BEGIN Page extract
Single transaction in the tablesync worker?

From: Amit Kapila <amit(dot)kapila16(at)gmail(dot)com>
To: PostgreSQL Hackers <pgsql-hackers(at)lists(dot)postgresql(dot)org>, Petr Jelinek <petr(dot)jelinek(at)enterprisedb(dot)com>, Petr Jelinek <petr(at)2ndquadrant(dot)com>, Peter Smith <smithpb2250(at)gmail(dot)com>, Peter Eisentraut <peter(dot)eisentraut(at)2ndquadrant(dot)com>, Ajin Cherian <itsajin(at)gmail(dot)com>
Subject: Single transaction in the tablesync worker?
END Page extract
BEGIN Data listing
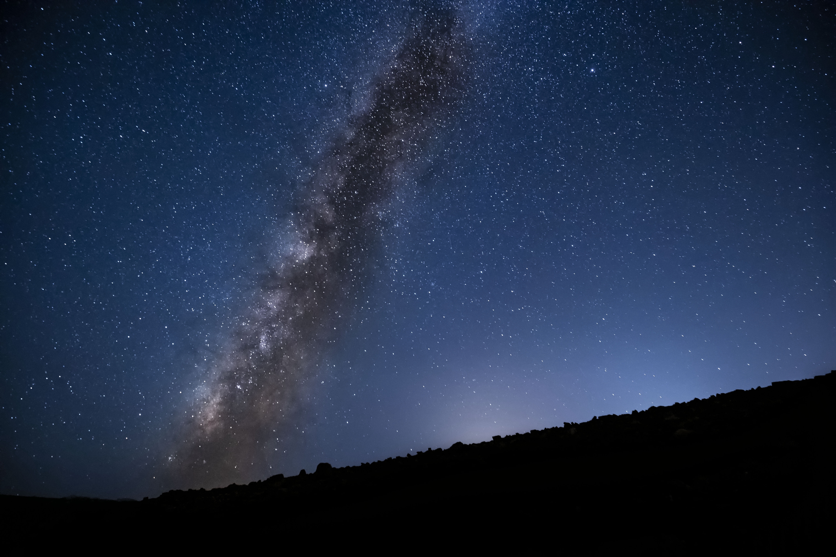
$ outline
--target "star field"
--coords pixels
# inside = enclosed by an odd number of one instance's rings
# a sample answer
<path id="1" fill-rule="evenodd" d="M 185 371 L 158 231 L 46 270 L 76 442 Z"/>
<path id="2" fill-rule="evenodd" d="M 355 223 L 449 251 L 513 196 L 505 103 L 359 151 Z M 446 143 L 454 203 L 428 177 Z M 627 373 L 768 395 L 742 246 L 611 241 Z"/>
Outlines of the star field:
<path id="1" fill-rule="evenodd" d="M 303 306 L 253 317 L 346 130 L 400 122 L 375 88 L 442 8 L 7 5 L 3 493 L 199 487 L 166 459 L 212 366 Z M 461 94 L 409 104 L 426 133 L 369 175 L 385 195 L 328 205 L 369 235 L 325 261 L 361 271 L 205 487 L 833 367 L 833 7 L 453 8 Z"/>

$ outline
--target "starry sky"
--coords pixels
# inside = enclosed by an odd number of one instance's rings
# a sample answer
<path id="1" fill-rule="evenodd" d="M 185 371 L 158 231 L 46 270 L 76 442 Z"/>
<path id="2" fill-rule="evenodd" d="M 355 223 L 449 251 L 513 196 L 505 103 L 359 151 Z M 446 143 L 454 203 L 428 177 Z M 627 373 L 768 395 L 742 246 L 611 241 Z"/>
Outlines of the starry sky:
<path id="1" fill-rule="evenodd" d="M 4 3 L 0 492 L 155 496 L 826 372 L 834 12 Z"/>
END Data listing
- [Exercise instructions]
**A.** Copy the message header from "From: Amit Kapila" to "Subject: Single transaction in the tablesync worker?" with no changes.
**B.** According to the message header, who sent the message?

- [Answers per task]
**A.**
From: Amit Kapila <amit(dot)kapila16(at)gmail(dot)com>
To: PostgreSQL Hackers <pgsql-hackers(at)lists(dot)postgresql(dot)org>, Petr Jelinek <petr(dot)jelinek(at)enterprisedb(dot)com>, Petr Jelinek <petr(at)2ndquadrant(dot)com>, Peter Smith <smithpb2250(at)gmail(dot)com>, Peter Eisentraut <peter(dot)eisentraut(at)2ndquadrant(dot)com>, Ajin Cherian <itsajin(at)gmail(dot)com>
Subject: Single transaction in the tablesync worker?

**B.** Amit Kapila